| Предлагаемое задание a |
Верните все строки из записей, в которых встречается слово «striped». Регистр букв учитывается.

| Текстовый фрагмент |
========================

Итак, на рубеже XX века демиург
Яросвет продолжал одновременную борьбу против старого
Жругра и против всех трёх его порождений. Но борьба эта имела целью их обуздание, их ограничение, а отнюдь не уничтожение всего их рода: как ни противопоставляли себя
уицраор и его детища силам
Яросвета и Синклита, всё же они были по-прежнему необходимы: в этом и заключалась трагедия. Россия не была защищена никакими океанами, никакими цепями гор от могущественных держав, сформировавшихся на Западе; их агрессивные
уицраоры ждали только ослабления старого
Жругра, чтобы наброситься на него, кинув в
Энрофе против ветшающей государственности России свою собственную, насквозь военнизированную государственность. В этих условиях полное обессиление рода
Жругров силами Света означало бы не только открытие ворот
Друккарга расе иноземных
игв, но и добровольное сбрасывание с тела России той брони, которая одна лишь обеспечивала его физическое существование. Поэтому вопрос об уничтожении всего рода
Жругров всё ещё не мог быть поставлен. Не мог быть поставлен даже вопрос о предпочтении которого-нибудь из жругритов: даже самый хилый из них одним видом своей пасти мог рассеять любые сомнения касательно его
метаисторических потенций. Только его проекция в истории, маскирующаяся под либеральную и благообразную «оппозицию его величества», могла ввести в заблуждение тех, чей взгляд неспособен проникнуть за плоскость политики и общественности и кто бессилен понять, что за демагогическими программами партий, подобных кадетам, таится воинствующий дух национального империализма, дух колониализма, буржуазный дух неутолимой жадности, самодовлеющий здравый смысл, пошлость.

========================

| Исходные данные |
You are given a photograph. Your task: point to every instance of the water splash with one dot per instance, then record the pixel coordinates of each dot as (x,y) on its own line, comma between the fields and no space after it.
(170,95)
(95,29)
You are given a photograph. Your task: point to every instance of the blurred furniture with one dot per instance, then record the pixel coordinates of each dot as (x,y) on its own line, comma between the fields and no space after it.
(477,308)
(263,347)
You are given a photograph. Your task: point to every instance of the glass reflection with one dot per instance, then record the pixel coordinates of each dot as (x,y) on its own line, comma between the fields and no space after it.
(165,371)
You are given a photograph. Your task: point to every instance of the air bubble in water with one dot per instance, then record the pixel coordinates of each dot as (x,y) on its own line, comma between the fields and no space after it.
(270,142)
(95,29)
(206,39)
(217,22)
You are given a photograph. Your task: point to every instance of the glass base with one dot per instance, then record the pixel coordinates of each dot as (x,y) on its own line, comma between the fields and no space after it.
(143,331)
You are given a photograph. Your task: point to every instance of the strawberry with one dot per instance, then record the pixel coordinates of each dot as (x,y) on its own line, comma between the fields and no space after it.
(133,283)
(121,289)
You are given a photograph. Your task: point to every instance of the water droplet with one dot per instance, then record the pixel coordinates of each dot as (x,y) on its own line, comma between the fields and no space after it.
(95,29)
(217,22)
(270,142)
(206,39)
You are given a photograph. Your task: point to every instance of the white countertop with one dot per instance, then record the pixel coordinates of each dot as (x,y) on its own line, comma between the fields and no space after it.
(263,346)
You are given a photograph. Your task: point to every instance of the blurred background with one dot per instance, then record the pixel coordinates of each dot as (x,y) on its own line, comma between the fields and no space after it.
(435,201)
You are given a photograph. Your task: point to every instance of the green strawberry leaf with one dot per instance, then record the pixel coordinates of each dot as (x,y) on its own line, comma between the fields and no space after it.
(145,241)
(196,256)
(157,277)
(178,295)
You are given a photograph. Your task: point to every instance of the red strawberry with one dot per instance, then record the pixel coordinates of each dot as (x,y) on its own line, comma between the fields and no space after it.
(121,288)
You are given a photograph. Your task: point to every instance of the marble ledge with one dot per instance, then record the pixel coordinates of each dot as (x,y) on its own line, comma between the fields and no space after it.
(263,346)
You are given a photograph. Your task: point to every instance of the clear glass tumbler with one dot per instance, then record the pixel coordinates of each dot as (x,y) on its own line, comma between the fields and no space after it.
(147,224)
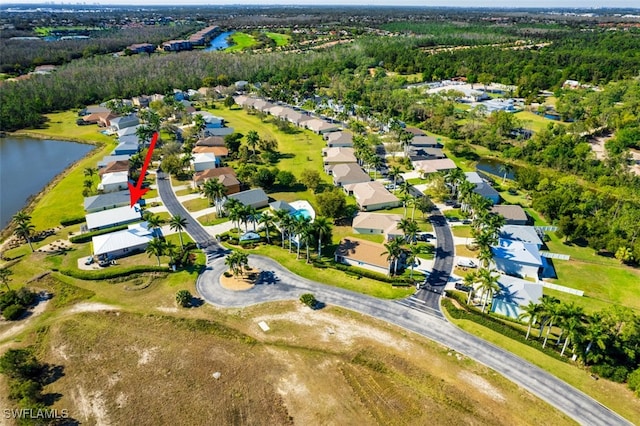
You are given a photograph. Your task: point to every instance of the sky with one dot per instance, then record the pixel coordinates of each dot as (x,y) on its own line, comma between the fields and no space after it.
(426,3)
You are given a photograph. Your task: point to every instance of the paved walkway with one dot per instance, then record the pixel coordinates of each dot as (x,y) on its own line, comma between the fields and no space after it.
(278,283)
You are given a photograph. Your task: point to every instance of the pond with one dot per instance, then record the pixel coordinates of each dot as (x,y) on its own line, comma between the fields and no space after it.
(493,167)
(28,165)
(220,42)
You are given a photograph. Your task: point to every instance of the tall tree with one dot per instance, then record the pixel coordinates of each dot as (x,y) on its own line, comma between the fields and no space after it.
(178,223)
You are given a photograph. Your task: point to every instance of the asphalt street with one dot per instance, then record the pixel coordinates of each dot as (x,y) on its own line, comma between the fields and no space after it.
(278,283)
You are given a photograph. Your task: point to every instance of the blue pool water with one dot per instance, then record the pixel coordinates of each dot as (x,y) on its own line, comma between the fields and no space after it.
(220,42)
(301,213)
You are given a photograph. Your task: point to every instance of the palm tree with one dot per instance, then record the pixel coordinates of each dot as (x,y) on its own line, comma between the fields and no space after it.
(21,217)
(252,140)
(531,311)
(178,223)
(281,216)
(5,275)
(488,285)
(154,222)
(322,226)
(394,172)
(393,250)
(25,230)
(215,191)
(155,247)
(267,221)
(413,258)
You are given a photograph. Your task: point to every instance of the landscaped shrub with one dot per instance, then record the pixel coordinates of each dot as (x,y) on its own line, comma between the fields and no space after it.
(183,298)
(86,237)
(13,312)
(497,326)
(112,273)
(72,221)
(309,300)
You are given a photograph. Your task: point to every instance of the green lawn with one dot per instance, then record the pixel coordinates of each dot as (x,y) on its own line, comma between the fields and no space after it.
(613,395)
(241,41)
(280,39)
(299,151)
(333,276)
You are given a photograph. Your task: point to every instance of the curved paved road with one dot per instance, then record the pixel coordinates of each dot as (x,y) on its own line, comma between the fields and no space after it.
(278,283)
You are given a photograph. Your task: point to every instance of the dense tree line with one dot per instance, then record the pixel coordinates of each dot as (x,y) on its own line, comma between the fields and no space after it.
(19,56)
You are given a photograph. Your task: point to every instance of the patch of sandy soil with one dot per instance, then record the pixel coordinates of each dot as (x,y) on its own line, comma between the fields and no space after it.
(92,406)
(237,283)
(347,332)
(482,385)
(22,324)
(91,307)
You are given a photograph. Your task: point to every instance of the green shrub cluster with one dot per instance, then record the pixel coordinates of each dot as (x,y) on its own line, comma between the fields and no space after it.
(14,303)
(496,325)
(72,221)
(86,237)
(108,273)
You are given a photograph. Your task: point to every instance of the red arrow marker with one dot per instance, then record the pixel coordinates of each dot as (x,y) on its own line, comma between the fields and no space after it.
(136,192)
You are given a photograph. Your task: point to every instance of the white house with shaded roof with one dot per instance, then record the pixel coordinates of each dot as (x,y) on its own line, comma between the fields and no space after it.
(377,224)
(517,258)
(111,182)
(122,243)
(514,294)
(113,217)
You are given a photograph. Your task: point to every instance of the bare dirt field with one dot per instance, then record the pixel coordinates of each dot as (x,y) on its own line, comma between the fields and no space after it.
(327,366)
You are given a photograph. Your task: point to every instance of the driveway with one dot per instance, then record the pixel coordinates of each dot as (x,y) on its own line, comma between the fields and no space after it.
(279,283)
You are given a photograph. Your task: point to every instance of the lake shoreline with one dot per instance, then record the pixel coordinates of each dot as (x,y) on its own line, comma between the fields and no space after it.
(33,199)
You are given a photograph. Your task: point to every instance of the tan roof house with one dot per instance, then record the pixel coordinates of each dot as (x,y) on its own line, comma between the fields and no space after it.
(338,155)
(362,254)
(372,196)
(347,173)
(377,224)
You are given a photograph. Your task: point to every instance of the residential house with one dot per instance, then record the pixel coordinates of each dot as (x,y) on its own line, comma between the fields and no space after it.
(524,234)
(113,217)
(377,224)
(372,196)
(122,243)
(347,173)
(320,126)
(211,141)
(513,214)
(343,139)
(226,175)
(106,201)
(514,294)
(114,166)
(120,123)
(219,151)
(126,148)
(434,166)
(487,191)
(111,158)
(338,156)
(363,254)
(517,258)
(204,161)
(253,197)
(111,182)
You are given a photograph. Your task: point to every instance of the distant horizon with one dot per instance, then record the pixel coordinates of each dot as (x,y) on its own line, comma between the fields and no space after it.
(453,4)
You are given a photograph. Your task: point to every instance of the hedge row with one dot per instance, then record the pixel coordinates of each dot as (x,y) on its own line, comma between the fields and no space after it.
(86,237)
(108,273)
(367,274)
(497,326)
(72,221)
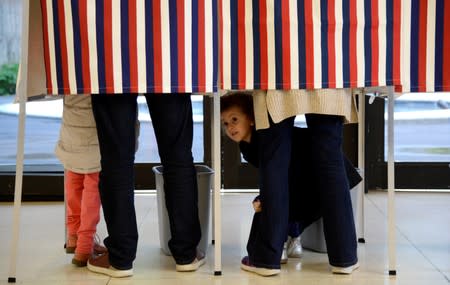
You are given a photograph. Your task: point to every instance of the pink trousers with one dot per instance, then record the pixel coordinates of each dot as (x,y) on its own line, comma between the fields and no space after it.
(82,208)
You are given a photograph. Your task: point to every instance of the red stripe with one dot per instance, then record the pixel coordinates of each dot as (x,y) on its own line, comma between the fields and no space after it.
(181,43)
(84,46)
(201,46)
(375,42)
(63,47)
(48,72)
(157,52)
(109,67)
(241,44)
(309,44)
(132,34)
(353,44)
(396,43)
(263,44)
(422,60)
(331,45)
(222,43)
(446,49)
(286,39)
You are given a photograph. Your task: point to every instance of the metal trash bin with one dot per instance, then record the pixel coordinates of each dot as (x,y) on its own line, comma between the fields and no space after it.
(204,177)
(313,237)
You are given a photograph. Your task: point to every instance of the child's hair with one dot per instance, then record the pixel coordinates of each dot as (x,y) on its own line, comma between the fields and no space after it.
(242,100)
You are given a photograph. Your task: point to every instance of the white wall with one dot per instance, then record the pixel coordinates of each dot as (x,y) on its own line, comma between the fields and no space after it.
(10,30)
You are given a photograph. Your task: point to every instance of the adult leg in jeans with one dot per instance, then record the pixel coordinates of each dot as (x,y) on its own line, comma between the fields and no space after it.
(172,121)
(115,116)
(274,155)
(328,162)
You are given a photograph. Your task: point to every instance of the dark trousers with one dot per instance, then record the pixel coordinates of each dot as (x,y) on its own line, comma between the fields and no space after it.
(171,114)
(269,227)
(333,187)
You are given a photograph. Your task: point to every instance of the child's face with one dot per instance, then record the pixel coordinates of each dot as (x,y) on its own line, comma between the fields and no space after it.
(237,124)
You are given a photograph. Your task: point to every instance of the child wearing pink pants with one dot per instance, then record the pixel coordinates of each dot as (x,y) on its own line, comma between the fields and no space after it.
(78,151)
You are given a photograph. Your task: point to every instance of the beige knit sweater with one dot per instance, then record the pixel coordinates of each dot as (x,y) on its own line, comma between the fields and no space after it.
(280,104)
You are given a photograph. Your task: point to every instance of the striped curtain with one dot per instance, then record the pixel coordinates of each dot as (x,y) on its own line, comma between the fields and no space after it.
(130,46)
(425,45)
(309,44)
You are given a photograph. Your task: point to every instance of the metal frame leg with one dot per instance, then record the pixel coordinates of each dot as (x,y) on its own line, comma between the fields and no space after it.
(391,183)
(215,155)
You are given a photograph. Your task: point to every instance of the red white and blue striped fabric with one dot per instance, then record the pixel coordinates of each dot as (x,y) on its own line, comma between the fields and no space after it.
(297,44)
(130,46)
(425,45)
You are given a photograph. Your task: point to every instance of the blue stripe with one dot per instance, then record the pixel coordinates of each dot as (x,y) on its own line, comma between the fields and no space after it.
(415,16)
(301,44)
(346,42)
(77,46)
(194,46)
(256,47)
(58,59)
(99,10)
(150,62)
(234,44)
(439,45)
(173,45)
(215,44)
(324,39)
(368,43)
(125,45)
(278,46)
(389,41)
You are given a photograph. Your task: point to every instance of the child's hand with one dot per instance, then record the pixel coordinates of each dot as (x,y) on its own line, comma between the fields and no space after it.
(257,205)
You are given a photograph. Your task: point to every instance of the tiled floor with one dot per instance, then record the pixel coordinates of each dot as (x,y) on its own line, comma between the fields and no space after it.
(423,247)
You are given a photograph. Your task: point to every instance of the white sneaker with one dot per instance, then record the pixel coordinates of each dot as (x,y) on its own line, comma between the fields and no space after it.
(344,270)
(284,256)
(294,247)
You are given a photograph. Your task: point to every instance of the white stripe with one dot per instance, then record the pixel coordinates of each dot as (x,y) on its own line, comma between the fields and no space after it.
(209,60)
(294,44)
(51,47)
(338,43)
(116,46)
(271,62)
(317,44)
(382,43)
(248,45)
(360,44)
(140,42)
(70,47)
(431,38)
(165,46)
(226,44)
(188,45)
(405,46)
(92,41)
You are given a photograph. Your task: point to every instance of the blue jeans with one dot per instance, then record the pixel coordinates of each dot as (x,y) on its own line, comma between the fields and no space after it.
(171,114)
(269,227)
(334,194)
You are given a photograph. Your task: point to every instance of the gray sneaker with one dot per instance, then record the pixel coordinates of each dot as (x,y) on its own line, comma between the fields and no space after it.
(294,247)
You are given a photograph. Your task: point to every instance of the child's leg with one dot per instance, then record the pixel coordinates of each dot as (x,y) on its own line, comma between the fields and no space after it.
(73,185)
(90,214)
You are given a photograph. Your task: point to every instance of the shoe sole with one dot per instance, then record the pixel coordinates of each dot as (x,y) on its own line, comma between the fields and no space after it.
(110,271)
(191,266)
(260,271)
(344,270)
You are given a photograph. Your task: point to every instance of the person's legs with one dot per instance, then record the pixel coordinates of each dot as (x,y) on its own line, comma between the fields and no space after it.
(73,185)
(172,121)
(339,227)
(115,116)
(90,214)
(274,157)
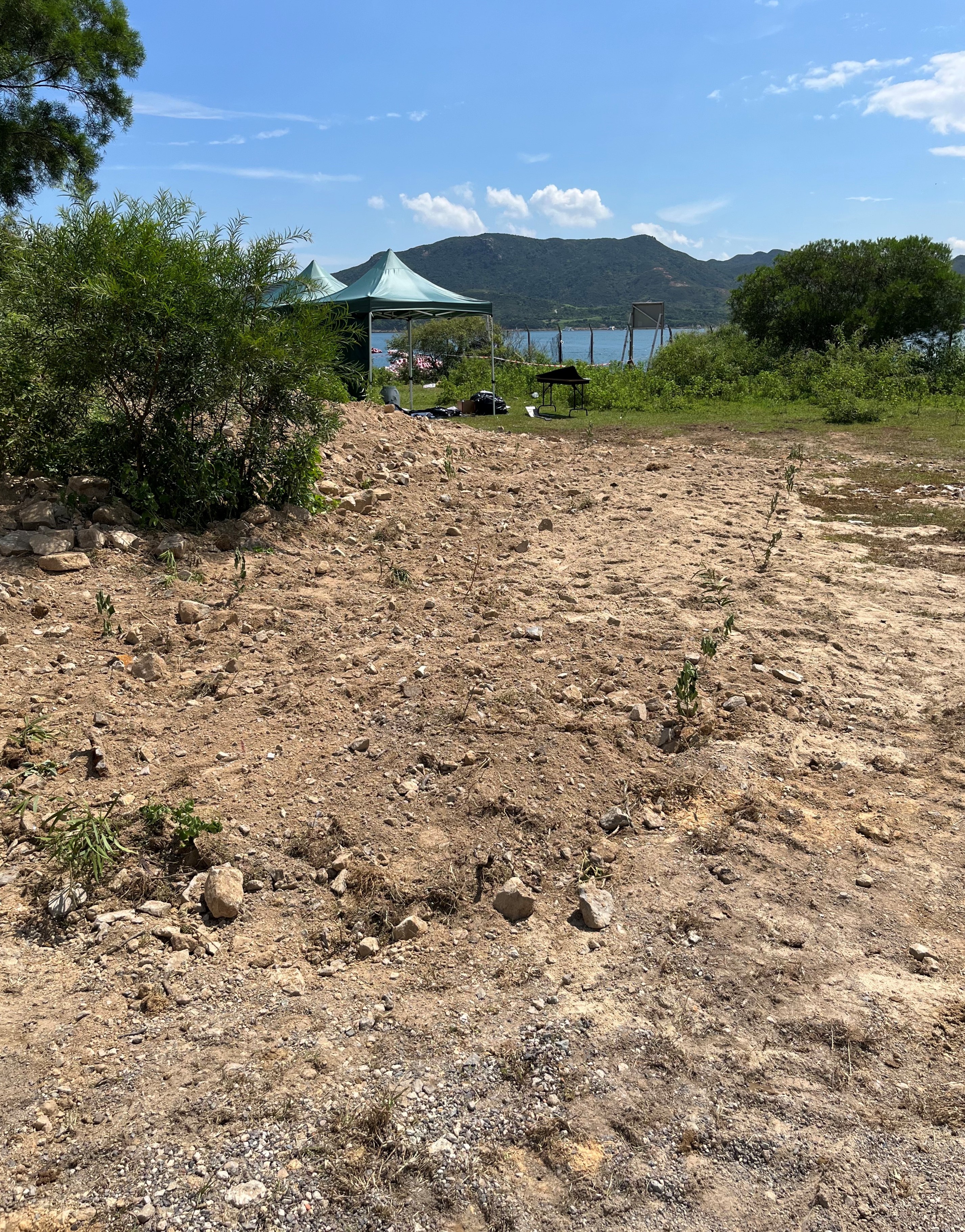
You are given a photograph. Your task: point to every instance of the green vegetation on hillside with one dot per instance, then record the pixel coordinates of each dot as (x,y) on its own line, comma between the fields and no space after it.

========================

| Предлагаемое задание b |
Продолжите фрагмент о борьбе Яросвета с Жругром и его порождениями, начиная сразу после его последнего предложения.

| Ответ к заданию a |
You are given a photograph. Your task: point to every instance of the striped curtain with one dot per instance, then record the pixel coordinates of each dot as (x,y) on its own line, comma between the fields and no space after it.
You are given a photograph. Your task: point to every instance of the red white and blue striped fabric with one dot per instance, then record the pixel coordinates of each dot as (x,y) on its own line, comma between the fields and no space after it.

| Ответ к заданию b |
Ещё большую тревогу мог внушить пока ещё самый тихий жругрит – багровый. Прячась за спинами своих братьев, он лишь короткими рывками набрасывался иногда на отца, сейчас же отступая и незаметно пожирая питательную росу, пока старик и два других исчадия боролись, переплетясь всеми своими щупальцами. Его лицо было ужасно, но не лишено сатанинского величия. Голова на длинной шее была гордо закинута назад, а в тёмных глазах, наполовину прикрытых суровыми веками и похожих на опрокинутые полукруги, роились оранжевые точки, придавая им выражение бурно развивающейся мысли и сверхчеловеческой хитрости. Естественно, что историческая проекция именно этого жругрита становилась богаче всех остальных идеологическим зарядом. Именно она и только она была вооружена широкообъемлющей доктриной, универсальной программой и пониманием исторического момента. И именно багровый жругрит, и только он, уже создавал себе превосходное человекоорудие: существо с тяжёлым и неутомимым мозгом и таранообразным лбом, с широким и жадным, инфантильно припухлым ртом и хитрыми, по-татарски дикими и безжалостными глазами.
Я бесконечно далёк от мысли затрагивать здесь вопрос о моральной ответственности отдельных государств за первую мировую войну. В той или иной мере ответственны все великие державы: одни – как агрессоры, другие – как провокаторы. Но если бы меня спросили, который из
уицраоров первым напал на соседа и которая из рас античеловечества первая вторглась в чужой
шрастр, я принуждён был бы ответить, что таким инициатором мировой бойни явился
уицраор Германии, обезумевший от стремительности собственного роста, алчности и зависти, потерявший правильный глазомер и лишившийся способности трезво сопоставлять вещи и в своём, и в нашем мире. Но в замыслы
Гагтунгра входило именно это. В его замыслы входило, чтобы Великий Игва Германии вообразил себя предназначенным к главенству надо всеми
шрастрами, – вообразил, хотя бы эта иллюзия стоила неисчислимых жертв и даже его собственной гибели. В этот замысел входила мировая война, как небывалый ещё по величине источник питательного
гавваха и как путь к образованию на развалинах некоторых государств эмбриона новой социальной формации, которая в далёком будущем могла бы преобразоваться в ядро абсолютной всемирной тирании. Предвидел ли уже тогда демонический разум
Шаданакара, руины которой именно из европейских империй станут фундаментом этой новой формации, или же это стало уясняться ему в ходе событий? Та идеология, которая по своему интернационализму, универсальности, наукообразию, доступности, этической сниженности и согласованности с духом времени лучше других подходила для указанных задач, существовала не в одной только России. И если бы захват ею власти не удался в одной стране, он мог бы удаться в другой и, как цепная реакция, перекинуться в государства соседей.
Во всяком случае, развязав первую мировую войну,
уицраор и
шрастр Германии сделали своё дело.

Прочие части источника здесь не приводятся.